**Directions:**
Your task is to set down the records below again, exactly.

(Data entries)

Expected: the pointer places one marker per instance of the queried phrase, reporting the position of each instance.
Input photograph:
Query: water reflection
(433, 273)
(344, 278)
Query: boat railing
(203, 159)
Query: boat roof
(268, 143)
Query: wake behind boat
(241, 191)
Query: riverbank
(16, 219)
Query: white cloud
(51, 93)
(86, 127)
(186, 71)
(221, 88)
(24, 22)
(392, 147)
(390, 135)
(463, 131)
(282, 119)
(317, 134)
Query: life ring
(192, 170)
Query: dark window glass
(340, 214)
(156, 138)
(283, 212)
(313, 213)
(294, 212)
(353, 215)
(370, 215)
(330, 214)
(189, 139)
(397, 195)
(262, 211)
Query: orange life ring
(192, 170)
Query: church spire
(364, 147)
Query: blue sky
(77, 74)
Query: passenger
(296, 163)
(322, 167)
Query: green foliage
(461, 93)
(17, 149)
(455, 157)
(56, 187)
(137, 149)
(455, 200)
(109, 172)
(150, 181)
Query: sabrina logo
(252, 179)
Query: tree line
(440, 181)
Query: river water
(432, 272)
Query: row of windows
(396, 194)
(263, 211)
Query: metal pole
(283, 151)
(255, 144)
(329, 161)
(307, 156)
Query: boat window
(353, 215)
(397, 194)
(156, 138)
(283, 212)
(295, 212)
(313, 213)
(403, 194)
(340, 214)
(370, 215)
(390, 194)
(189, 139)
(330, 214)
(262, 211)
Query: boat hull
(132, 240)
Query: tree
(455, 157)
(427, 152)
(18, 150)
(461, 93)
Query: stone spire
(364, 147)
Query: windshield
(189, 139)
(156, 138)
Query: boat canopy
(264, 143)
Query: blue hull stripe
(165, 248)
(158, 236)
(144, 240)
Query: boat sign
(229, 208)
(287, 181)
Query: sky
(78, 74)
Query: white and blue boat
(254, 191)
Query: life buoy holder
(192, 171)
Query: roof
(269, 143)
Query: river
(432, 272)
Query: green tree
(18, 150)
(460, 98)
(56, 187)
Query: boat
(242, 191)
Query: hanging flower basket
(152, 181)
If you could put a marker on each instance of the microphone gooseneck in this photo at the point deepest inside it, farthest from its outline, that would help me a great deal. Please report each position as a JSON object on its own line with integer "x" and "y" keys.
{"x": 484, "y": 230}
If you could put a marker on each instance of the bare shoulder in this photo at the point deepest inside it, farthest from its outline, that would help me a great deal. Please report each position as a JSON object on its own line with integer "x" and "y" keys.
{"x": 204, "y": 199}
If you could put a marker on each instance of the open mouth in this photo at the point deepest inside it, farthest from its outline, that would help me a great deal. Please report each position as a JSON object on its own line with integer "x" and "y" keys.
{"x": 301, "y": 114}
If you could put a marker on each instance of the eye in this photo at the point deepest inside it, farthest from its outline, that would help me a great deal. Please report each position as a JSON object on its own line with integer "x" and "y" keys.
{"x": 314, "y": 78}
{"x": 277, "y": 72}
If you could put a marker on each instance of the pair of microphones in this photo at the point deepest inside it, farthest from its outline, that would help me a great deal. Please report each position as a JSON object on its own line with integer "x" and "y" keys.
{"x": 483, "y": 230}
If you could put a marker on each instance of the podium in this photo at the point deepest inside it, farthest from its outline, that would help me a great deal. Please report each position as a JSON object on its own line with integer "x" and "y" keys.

**Solved problem:**
Expected: the pointer places one marker per instance of the queried phrase, reporting the position of each instance.
Input photograph:
Query: water reflection
(433, 273)
(344, 278)
Query: boat railing
(203, 159)
Query: boat roof
(268, 143)
Query: wake behind boat
(241, 191)
Query: riverbank
(16, 219)
Query: white cloud
(51, 93)
(86, 127)
(186, 71)
(221, 88)
(24, 22)
(392, 147)
(390, 135)
(463, 131)
(282, 119)
(317, 134)
Query: life ring
(192, 170)
Query: dark window glass
(340, 214)
(156, 138)
(283, 212)
(313, 213)
(294, 212)
(353, 215)
(370, 215)
(330, 214)
(189, 139)
(397, 195)
(262, 211)
Query: orange life ring
(192, 170)
Query: church spire
(364, 147)
Query: blue sky
(77, 74)
Query: passenger
(296, 163)
(322, 167)
Query: green foliage
(461, 93)
(17, 149)
(455, 157)
(56, 187)
(137, 149)
(455, 200)
(109, 172)
(150, 181)
Query: sabrina logo
(252, 179)
Query: tree line
(440, 181)
Query: river water
(432, 272)
Query: row of windows
(396, 194)
(263, 211)
Query: metal pole
(283, 151)
(255, 144)
(329, 161)
(307, 156)
Query: boat window
(353, 215)
(397, 194)
(156, 138)
(283, 212)
(295, 212)
(313, 213)
(403, 194)
(340, 214)
(370, 215)
(390, 194)
(189, 139)
(330, 214)
(262, 211)
Query: boat hull
(132, 240)
Query: tree
(455, 157)
(427, 152)
(18, 150)
(461, 93)
Query: stone spire
(364, 147)
Query: windshield
(189, 139)
(156, 138)
Query: boat canopy
(264, 143)
Query: blue hull stripe
(165, 248)
(158, 236)
(144, 240)
Query: boat sign
(229, 208)
(287, 181)
Query: sky
(78, 74)
Query: white and blue boat
(254, 191)
Query: life buoy holder
(192, 171)
Query: roof
(269, 143)
Query: river
(432, 272)
Query: green tree
(18, 150)
(460, 98)
(56, 187)
Query: boat
(242, 191)
Query: hanging flower basket
(152, 181)
If you could put a marker on each instance of the microphone gooseneck in this photo at the point deepest inside it, farthest from its outline, that would help me a great deal. Please report each position as a JSON object on its own line with integer "x" and "y" keys.
{"x": 484, "y": 230}
If you could put a marker on each instance of the bare shoulder in this photo at the point deepest inside it, farthest from its outline, that would help me a great deal. Please report each position as a JSON object on its own line with integer "x" and "y" keys.
{"x": 204, "y": 199}
If you could put a marker on each instance of the open mouth in this photo at the point deepest inside it, farthest from its outline, that would help me a great deal. Please report each position as a JSON object on its own line with integer "x" and "y" keys.
{"x": 301, "y": 114}
If you could put a marker on each instance of the eye in this photo at the point deepest inside it, farthest from its outline, that would help me a great deal. Please report each position as a JSON object on its own line with integer "x" and "y" keys.
{"x": 314, "y": 78}
{"x": 277, "y": 72}
If you could put a marker on each instance of the pair of microphones in this photo at the point deepest inside it, farthest from its outline, that would help me a great deal. Please report each position as a JSON object on its own line with integer "x" and "y" keys.
{"x": 483, "y": 230}
If you could put a marker on each instance of the podium in this photo at the point deepest inside it, farthest from its outline, that would help me a great deal. Please report each position as a JSON object on its own line with integer "x" and "y" keys.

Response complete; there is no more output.